• Direction
Reproduce the lines below with every "evenodd" changed to "nonzero" and everything else left as it is. Omit the pictures from your output.

##### Rows

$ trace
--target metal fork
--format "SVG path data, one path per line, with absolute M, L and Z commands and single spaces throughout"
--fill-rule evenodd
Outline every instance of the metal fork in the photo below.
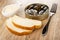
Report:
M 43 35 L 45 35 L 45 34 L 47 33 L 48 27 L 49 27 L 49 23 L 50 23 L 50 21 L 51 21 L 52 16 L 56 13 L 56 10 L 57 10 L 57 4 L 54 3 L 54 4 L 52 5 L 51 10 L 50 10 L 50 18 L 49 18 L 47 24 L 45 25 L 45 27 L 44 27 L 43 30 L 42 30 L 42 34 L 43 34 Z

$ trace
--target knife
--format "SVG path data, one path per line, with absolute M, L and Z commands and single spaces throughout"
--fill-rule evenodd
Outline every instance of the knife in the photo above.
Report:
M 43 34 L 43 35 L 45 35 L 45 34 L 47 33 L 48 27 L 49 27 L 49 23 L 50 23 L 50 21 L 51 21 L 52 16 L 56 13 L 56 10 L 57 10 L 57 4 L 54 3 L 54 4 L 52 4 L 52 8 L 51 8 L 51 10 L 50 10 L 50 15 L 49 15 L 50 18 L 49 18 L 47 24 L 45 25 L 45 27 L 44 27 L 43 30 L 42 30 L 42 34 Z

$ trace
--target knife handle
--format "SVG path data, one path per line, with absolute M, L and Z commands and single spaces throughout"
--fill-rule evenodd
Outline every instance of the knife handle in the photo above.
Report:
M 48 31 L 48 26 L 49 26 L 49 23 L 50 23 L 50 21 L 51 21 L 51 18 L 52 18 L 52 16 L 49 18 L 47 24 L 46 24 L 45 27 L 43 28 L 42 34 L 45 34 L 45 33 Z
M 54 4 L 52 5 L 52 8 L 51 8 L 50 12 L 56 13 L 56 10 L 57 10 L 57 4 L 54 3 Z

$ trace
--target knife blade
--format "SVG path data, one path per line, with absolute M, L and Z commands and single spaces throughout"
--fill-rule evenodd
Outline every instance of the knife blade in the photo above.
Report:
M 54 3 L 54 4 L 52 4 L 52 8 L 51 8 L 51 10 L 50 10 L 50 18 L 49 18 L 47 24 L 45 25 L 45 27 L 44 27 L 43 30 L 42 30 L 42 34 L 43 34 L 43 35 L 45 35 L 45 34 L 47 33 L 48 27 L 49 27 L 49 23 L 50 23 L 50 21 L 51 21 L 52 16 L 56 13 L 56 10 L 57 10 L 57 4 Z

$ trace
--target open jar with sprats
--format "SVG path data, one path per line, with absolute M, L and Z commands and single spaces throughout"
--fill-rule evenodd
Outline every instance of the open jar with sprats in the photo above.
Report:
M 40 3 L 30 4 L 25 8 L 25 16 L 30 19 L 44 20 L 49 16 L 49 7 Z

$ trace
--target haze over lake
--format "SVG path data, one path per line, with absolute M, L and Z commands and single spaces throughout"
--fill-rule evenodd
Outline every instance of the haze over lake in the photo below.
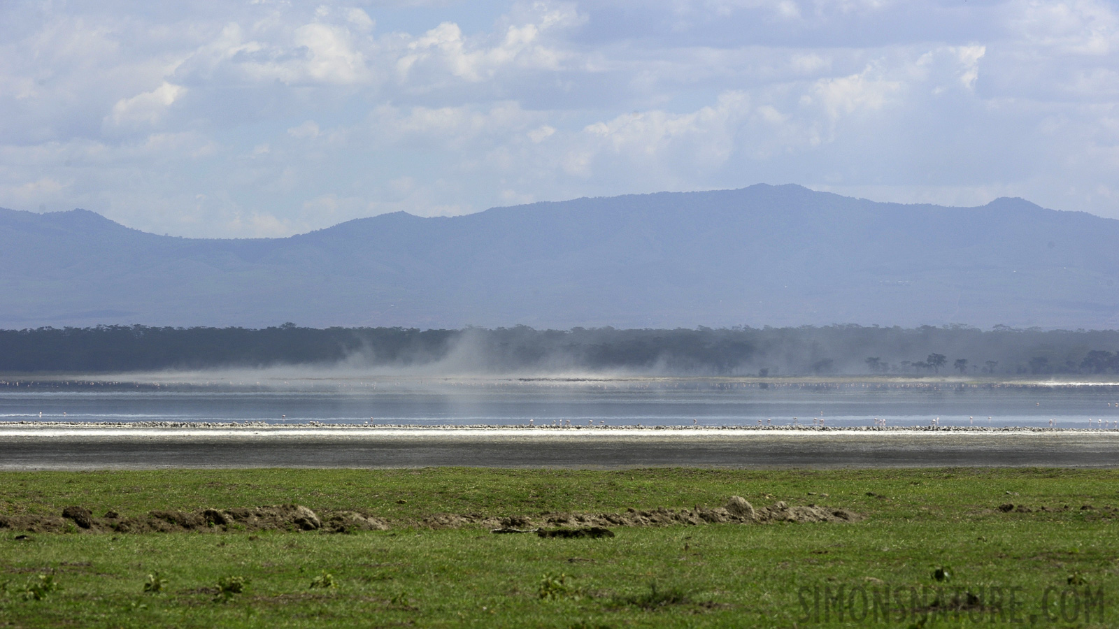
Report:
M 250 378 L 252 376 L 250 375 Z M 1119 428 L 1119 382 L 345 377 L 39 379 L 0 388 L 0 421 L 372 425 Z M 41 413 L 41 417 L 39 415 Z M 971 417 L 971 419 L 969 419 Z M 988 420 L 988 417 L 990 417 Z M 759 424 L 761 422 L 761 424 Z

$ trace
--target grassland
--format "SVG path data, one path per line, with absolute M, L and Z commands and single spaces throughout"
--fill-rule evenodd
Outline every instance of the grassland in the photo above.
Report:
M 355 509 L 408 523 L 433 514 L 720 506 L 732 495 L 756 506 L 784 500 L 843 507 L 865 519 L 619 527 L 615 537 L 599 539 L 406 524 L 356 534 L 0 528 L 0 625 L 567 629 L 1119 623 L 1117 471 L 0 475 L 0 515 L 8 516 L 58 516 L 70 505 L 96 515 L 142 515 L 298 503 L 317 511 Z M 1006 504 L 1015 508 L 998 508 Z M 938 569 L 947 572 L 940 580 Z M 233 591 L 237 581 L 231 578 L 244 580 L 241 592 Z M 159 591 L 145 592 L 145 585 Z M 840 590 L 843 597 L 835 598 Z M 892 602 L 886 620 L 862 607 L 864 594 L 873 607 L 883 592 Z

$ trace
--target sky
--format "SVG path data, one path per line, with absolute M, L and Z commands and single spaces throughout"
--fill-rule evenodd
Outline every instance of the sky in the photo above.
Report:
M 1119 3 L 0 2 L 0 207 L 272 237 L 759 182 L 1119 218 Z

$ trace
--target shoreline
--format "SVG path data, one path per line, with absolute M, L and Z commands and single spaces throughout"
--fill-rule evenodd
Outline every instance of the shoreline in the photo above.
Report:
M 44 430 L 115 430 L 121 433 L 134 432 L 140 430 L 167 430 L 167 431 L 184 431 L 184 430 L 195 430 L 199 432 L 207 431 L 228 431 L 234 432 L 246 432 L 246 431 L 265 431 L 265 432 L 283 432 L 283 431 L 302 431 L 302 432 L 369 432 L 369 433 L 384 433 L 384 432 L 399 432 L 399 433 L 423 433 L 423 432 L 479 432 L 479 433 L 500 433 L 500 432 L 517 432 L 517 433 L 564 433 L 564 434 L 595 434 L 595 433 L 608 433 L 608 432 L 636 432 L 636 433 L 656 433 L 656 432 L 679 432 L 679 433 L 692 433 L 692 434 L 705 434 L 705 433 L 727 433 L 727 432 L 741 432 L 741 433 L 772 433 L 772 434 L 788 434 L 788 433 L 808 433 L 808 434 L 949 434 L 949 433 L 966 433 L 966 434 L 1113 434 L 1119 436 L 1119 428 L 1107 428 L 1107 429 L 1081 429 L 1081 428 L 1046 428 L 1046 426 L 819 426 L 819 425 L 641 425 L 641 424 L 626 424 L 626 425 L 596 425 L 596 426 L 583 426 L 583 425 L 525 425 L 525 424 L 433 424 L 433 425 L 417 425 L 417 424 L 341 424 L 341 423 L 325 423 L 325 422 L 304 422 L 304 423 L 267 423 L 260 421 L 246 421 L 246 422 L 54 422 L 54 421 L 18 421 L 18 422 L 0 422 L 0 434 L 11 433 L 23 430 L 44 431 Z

##########

• Answer
$ trace
--target metal fork
--format "SVG path data, one path per line, with absolute M, L and Z commands and single spaces throughout"
--fill-rule nonzero
Outline every instance of the metal fork in the photo below.
Report:
M 43 35 L 45 35 L 45 34 L 47 33 L 48 27 L 49 27 L 49 23 L 50 23 L 50 21 L 51 21 L 52 16 L 56 13 L 56 10 L 57 10 L 57 4 L 54 3 L 54 4 L 52 5 L 51 10 L 50 10 L 50 18 L 49 18 L 47 24 L 45 25 L 45 27 L 44 27 L 43 30 L 42 30 L 42 34 L 43 34 Z

$ trace
--target knife
--format "SVG path data, one path per line, with absolute M, L and Z commands and single spaces throughout"
--fill-rule nonzero
Outline every instance of the knife in the photo above.
Report:
M 43 34 L 43 35 L 45 35 L 45 34 L 47 33 L 48 27 L 49 27 L 49 23 L 50 23 L 50 21 L 51 21 L 52 16 L 56 13 L 56 10 L 57 10 L 57 4 L 54 3 L 54 4 L 52 4 L 52 8 L 51 8 L 51 10 L 50 10 L 50 15 L 49 15 L 50 18 L 49 18 L 47 24 L 45 25 L 45 27 L 44 27 L 43 30 L 42 30 L 42 34 Z

$ trace
--target knife handle
--format "SVG path data, one path per line, with absolute M, L and Z commands and single spaces throughout"
--fill-rule nonzero
Outline every instance of the knife handle in the photo above.
Report:
M 48 31 L 48 26 L 49 26 L 49 23 L 50 23 L 50 21 L 51 21 L 51 18 L 52 18 L 52 16 L 49 18 L 47 24 L 46 24 L 45 27 L 43 28 L 42 34 L 45 34 L 45 33 Z
M 54 4 L 52 5 L 52 8 L 51 8 L 50 12 L 56 13 L 56 10 L 57 10 L 57 4 L 54 3 Z

$ trace
--target knife blade
--format "SVG path data, one path per line, with absolute M, L and Z commands and single spaces throughout"
--fill-rule nonzero
Outline every instance of the knife blade in the photo above.
Report:
M 54 3 L 54 4 L 52 4 L 52 8 L 51 8 L 51 10 L 50 10 L 50 18 L 49 18 L 47 24 L 45 25 L 45 27 L 44 27 L 43 30 L 42 30 L 42 34 L 43 34 L 43 35 L 45 35 L 45 34 L 47 33 L 48 27 L 49 27 L 49 23 L 50 23 L 50 21 L 51 21 L 52 16 L 56 13 L 56 10 L 57 10 L 57 4 Z

$ trace
--target open jar with sprats
--format "SVG path data, one path per line, with absolute M, L and Z commands and single spaces throughout"
--fill-rule nonzero
Outline every instance of the open jar with sprats in the photo above.
Report:
M 40 3 L 30 4 L 25 8 L 25 16 L 30 19 L 44 20 L 49 16 L 49 7 Z

$ trace
--target haze over lake
--format "SVG path data, one path per line, with absolute M, L and Z commands and single spaces throughout"
--fill-rule nonzero
Outline every instance of the haze over lake in the photo below.
Report:
M 250 378 L 252 376 L 250 375 Z M 1119 428 L 1119 382 L 345 377 L 39 379 L 0 388 L 0 421 L 372 425 Z M 41 413 L 41 417 L 39 415 Z M 971 417 L 971 419 L 969 419 Z M 988 420 L 988 417 L 990 417 Z M 759 424 L 761 422 L 761 424 Z

$ trace
--target grassland
--format "SVG path data, one path per line, with absolute M, L and Z commands and single spaces throughout"
--fill-rule nonzero
Outline every instance of the grassland in the photo above.
Report:
M 355 509 L 408 523 L 433 514 L 720 506 L 732 495 L 756 506 L 784 500 L 843 507 L 865 519 L 619 527 L 615 537 L 599 539 L 406 524 L 356 534 L 0 528 L 0 625 L 567 629 L 1119 623 L 1117 471 L 0 475 L 0 515 L 8 516 L 58 516 L 70 505 L 96 515 L 142 515 L 298 503 L 317 511 Z M 1006 504 L 1015 508 L 998 508 Z M 938 569 L 947 572 L 940 580 Z M 233 591 L 237 581 L 231 578 L 244 580 L 241 592 Z M 159 591 L 145 592 L 145 585 Z M 840 590 L 843 597 L 835 598 Z M 892 602 L 886 620 L 862 607 L 864 594 L 873 607 L 883 592 Z

$ trace
--target sky
--format "SVG path data, one path per line, with absolute M, L and Z commands and single spaces throughout"
--fill-rule nonzero
Outline every instance of the sky in the photo above.
Report:
M 1119 3 L 0 2 L 0 207 L 272 237 L 759 182 L 1119 218 Z

$ trace
--target shoreline
--format "SVG path data, one path per line, with absolute M, L and Z commands and single spaces throughout"
--fill-rule nonzero
Outline every instance of the shoreline in the photo above.
Report:
M 44 430 L 115 430 L 121 433 L 134 432 L 140 430 L 167 430 L 167 431 L 184 431 L 184 430 L 195 430 L 199 432 L 207 431 L 228 431 L 234 432 L 246 432 L 246 431 L 265 431 L 265 432 L 283 432 L 283 431 L 302 431 L 302 432 L 369 432 L 369 433 L 384 433 L 384 432 L 399 432 L 399 433 L 423 433 L 423 432 L 479 432 L 479 433 L 500 433 L 500 432 L 517 432 L 517 433 L 564 433 L 564 434 L 595 434 L 595 433 L 608 433 L 608 432 L 636 432 L 636 433 L 656 433 L 656 432 L 679 432 L 679 433 L 692 433 L 692 434 L 705 434 L 705 433 L 727 433 L 727 432 L 741 432 L 741 433 L 772 433 L 772 434 L 788 434 L 788 433 L 808 433 L 808 434 L 949 434 L 949 433 L 966 433 L 966 434 L 1113 434 L 1119 436 L 1119 428 L 1107 428 L 1107 429 L 1081 429 L 1081 428 L 1046 428 L 1046 426 L 819 426 L 819 425 L 641 425 L 641 424 L 626 424 L 626 425 L 596 425 L 596 426 L 583 426 L 583 425 L 525 425 L 525 424 L 433 424 L 433 425 L 417 425 L 417 424 L 341 424 L 341 423 L 325 423 L 325 422 L 304 422 L 304 423 L 267 423 L 260 421 L 246 421 L 246 422 L 54 422 L 54 421 L 18 421 L 18 422 L 0 422 L 0 434 L 11 433 L 23 430 L 44 431 Z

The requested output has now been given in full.